Task statement>
Retype these lines exactly, from the line with "Every instance of the cloud" to the line with "POLYGON ((96 379, 97", including both of those lines.

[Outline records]
********************

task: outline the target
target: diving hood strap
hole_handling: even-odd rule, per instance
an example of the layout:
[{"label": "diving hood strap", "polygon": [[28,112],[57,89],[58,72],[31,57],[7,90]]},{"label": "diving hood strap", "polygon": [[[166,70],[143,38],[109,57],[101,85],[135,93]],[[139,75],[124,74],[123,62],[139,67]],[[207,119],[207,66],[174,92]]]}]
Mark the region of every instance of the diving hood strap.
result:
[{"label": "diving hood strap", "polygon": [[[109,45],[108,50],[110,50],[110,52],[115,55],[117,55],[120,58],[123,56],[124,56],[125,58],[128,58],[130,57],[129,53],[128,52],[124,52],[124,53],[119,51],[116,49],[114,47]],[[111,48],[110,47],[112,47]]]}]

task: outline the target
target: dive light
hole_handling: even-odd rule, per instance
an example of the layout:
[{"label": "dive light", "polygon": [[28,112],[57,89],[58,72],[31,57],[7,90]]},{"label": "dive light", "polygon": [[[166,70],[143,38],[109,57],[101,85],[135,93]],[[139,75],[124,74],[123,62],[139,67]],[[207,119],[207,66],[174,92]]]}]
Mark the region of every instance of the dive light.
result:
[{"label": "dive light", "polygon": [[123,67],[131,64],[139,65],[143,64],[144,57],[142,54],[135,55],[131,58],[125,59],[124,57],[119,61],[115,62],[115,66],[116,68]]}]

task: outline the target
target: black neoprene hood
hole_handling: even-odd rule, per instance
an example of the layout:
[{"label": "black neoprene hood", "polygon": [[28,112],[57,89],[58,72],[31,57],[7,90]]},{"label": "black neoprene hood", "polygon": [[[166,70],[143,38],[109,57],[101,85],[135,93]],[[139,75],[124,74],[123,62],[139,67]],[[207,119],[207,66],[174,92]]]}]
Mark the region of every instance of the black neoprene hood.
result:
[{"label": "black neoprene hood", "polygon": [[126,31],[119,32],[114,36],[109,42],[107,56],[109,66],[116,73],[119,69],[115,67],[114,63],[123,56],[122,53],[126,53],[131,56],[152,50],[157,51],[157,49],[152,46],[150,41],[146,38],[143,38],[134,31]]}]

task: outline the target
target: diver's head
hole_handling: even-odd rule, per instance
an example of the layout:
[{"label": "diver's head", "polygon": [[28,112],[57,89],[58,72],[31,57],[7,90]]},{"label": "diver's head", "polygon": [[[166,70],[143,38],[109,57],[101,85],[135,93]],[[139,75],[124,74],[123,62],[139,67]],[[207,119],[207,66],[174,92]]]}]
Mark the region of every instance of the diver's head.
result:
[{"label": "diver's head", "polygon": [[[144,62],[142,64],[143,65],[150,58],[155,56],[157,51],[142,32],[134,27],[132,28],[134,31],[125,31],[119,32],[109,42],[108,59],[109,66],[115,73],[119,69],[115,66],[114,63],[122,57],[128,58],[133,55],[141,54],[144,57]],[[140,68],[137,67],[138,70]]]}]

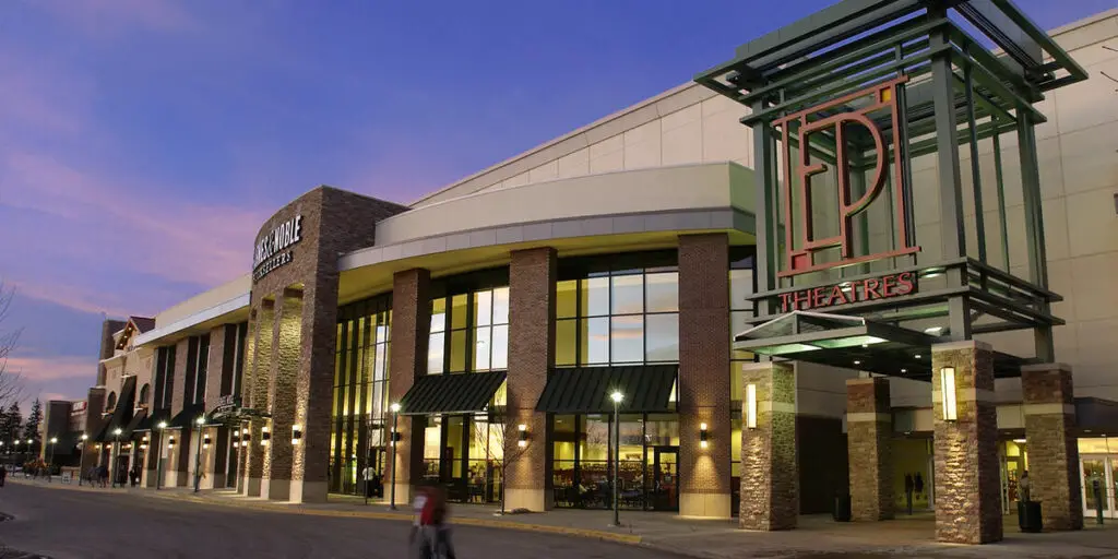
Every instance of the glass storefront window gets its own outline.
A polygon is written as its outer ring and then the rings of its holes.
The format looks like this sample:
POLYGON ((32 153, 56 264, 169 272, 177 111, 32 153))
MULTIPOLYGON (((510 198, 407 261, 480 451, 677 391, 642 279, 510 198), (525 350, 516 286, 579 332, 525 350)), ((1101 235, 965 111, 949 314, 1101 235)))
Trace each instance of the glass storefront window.
POLYGON ((616 258, 624 262, 613 272, 594 258, 560 262, 585 277, 556 284, 556 366, 679 361, 679 273, 634 265, 661 264, 659 253, 616 258))

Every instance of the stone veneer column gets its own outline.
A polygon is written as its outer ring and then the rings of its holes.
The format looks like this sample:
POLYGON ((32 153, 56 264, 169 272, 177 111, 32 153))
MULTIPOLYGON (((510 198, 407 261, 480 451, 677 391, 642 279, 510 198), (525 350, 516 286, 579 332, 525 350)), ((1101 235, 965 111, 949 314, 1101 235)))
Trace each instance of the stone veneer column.
MULTIPOLYGON (((508 417, 517 433, 527 425, 529 445, 506 466, 505 508, 546 511, 551 508, 551 445, 547 414, 536 411, 548 370, 555 362, 556 250, 514 250, 509 265, 508 417)), ((519 436, 519 435, 518 435, 519 436)), ((518 437, 508 437, 505 453, 517 453, 518 437)))
POLYGON ((977 341, 931 347, 936 539, 953 543, 1002 540, 994 351, 977 341), (944 418, 945 368, 955 369, 957 419, 944 418))
POLYGON ((730 243, 683 235, 680 268, 680 515, 730 518, 730 243), (707 424, 708 447, 700 445, 707 424))
POLYGON ((1029 449, 1030 498, 1041 502, 1045 530, 1081 530, 1083 496, 1071 368, 1063 363, 1021 368, 1029 449))
MULTIPOLYGON (((248 331, 245 333, 245 366, 243 377, 240 379, 240 402, 241 406, 248 407, 253 402, 253 382, 256 378, 255 364, 256 364, 256 331, 258 330, 256 325, 256 310, 249 311, 248 318, 248 331)), ((248 494, 248 447, 243 446, 245 439, 241 434, 243 429, 248 428, 248 424, 245 421, 237 421, 233 424, 234 439, 237 440, 237 493, 241 495, 248 494)), ((257 494, 259 491, 257 490, 257 494)))
MULTIPOLYGON (((271 382, 272 370, 272 344, 275 330, 275 304, 273 301, 262 301, 256 313, 256 344, 253 351, 253 382, 247 388, 252 400, 247 406, 256 410, 268 408, 268 383, 271 382)), ((265 447, 260 445, 263 440, 260 434, 263 427, 267 425, 264 418, 253 418, 248 421, 248 448, 245 455, 245 470, 248 480, 245 494, 248 496, 260 496, 260 481, 264 477, 264 455, 265 447)), ((243 438, 244 440, 244 438, 243 438)))
MULTIPOLYGON (((174 370, 172 371, 171 387, 171 417, 179 415, 187 406, 187 363, 190 359, 190 340, 181 340, 174 345, 174 370)), ((193 390, 193 387, 189 387, 193 390)), ((168 418, 168 419, 170 419, 168 418)), ((193 428, 193 418, 181 429, 172 429, 174 437, 174 448, 168 461, 163 462, 163 471, 167 472, 165 483, 171 487, 184 487, 190 476, 187 472, 190 467, 190 432, 193 428)))
POLYGON ((742 363, 741 511, 747 530, 788 530, 799 519, 796 456, 796 373, 792 363, 742 363), (750 385, 757 394, 757 426, 750 428, 750 385))
MULTIPOLYGON (((294 449, 291 501, 325 502, 338 350, 337 280, 320 280, 304 290, 300 337, 295 423, 303 428, 303 438, 294 449)), ((285 436, 291 438, 290 429, 285 436)))
POLYGON ((273 501, 291 499, 294 446, 291 444, 291 432, 295 425, 295 389, 301 362, 302 303, 302 292, 284 291, 272 339, 272 375, 268 383, 268 401, 272 404, 272 421, 268 427, 272 439, 264 447, 260 496, 273 501))
POLYGON ((846 381, 846 448, 853 520, 893 518, 892 415, 889 379, 846 381))
POLYGON ((93 437, 105 426, 105 419, 102 417, 102 413, 105 411, 105 388, 91 388, 85 401, 85 430, 83 433, 88 435, 89 438, 86 439, 82 448, 82 472, 96 466, 97 458, 101 455, 94 446, 93 437))
MULTIPOLYGON (((430 272, 423 268, 397 272, 392 277, 389 402, 400 401, 415 383, 416 377, 426 373, 429 337, 430 272)), ((391 483, 391 472, 396 471, 397 503, 407 503, 410 500, 411 482, 423 476, 425 427, 426 418, 420 416, 401 416, 397 420, 400 442, 396 445, 395 463, 389 449, 389 471, 385 473, 385 480, 391 483)), ((385 491, 388 496, 391 487, 386 486, 385 491)))

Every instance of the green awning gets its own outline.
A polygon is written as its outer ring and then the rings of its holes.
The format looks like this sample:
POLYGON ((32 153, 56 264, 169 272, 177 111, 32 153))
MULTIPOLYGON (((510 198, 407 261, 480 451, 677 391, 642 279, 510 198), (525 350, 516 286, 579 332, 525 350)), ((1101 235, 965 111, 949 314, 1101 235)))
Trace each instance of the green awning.
POLYGON ((202 402, 190 404, 182 408, 167 423, 167 428, 169 429, 182 429, 192 428, 195 426, 195 420, 200 416, 206 414, 206 405, 202 402))
POLYGON ((404 398, 400 414, 473 414, 484 411, 504 382, 505 371, 425 375, 404 398))
POLYGON ((576 367, 555 369, 548 377, 537 411, 605 414, 614 410, 610 395, 622 392, 625 413, 671 411, 678 364, 576 367))

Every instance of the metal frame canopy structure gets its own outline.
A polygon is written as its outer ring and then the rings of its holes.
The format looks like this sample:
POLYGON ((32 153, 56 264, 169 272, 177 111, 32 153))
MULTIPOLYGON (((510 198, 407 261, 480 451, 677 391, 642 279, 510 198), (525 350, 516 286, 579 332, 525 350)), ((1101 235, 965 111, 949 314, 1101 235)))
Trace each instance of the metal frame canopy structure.
MULTIPOLYGON (((931 380, 931 345, 940 339, 845 314, 793 311, 735 338, 735 348, 773 358, 931 380)), ((1021 376, 1029 360, 994 352, 994 375, 1021 376)))
POLYGON ((1052 361, 1063 321, 1050 312, 1061 297, 1048 290, 1033 105, 1086 78, 1010 0, 845 0, 699 74, 749 110, 751 323, 827 309, 942 341, 1032 330, 1033 359, 1052 361), (1003 172, 1006 153, 1020 178, 1003 172))

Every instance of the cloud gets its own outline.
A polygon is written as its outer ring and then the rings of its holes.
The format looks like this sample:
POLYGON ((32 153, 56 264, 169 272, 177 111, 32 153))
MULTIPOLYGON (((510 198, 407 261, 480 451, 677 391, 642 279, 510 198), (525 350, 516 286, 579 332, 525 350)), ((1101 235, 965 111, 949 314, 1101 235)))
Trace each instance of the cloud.
POLYGON ((198 21, 174 0, 41 0, 32 6, 94 39, 112 39, 138 30, 184 31, 198 21))
POLYGON ((96 379, 97 360, 72 356, 9 357, 6 373, 19 375, 25 381, 36 382, 79 378, 92 381, 96 379))

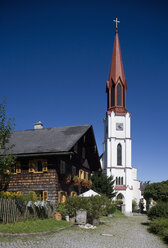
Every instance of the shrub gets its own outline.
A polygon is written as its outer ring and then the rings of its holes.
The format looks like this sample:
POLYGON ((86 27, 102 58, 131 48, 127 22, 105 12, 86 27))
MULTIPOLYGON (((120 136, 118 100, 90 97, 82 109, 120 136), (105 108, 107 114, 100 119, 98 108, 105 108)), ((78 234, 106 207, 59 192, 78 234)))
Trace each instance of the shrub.
POLYGON ((155 218, 168 218, 168 202, 158 202, 147 213, 150 220, 155 218))
POLYGON ((163 235, 165 229, 168 229, 168 219, 155 219, 150 223, 149 230, 155 234, 163 235))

********************

Reply>
Every instance of the cloud gets its own outline.
A polygon is written as its outer ring and then the rings of its holes.
The format looks like this sample:
POLYGON ((32 153, 56 264, 169 272, 177 111, 32 153))
MULTIPOLYGON (((510 198, 407 261, 480 451, 677 391, 642 279, 510 198), (525 350, 516 286, 579 332, 525 350)), ((1101 235, 965 111, 949 314, 1101 235)))
Trace each instance of the cloud.
POLYGON ((198 21, 174 0, 41 0, 32 6, 94 39, 112 39, 138 30, 184 31, 198 21))
POLYGON ((96 379, 97 360, 72 356, 9 357, 6 373, 19 375, 25 381, 36 382, 79 378, 92 381, 96 379))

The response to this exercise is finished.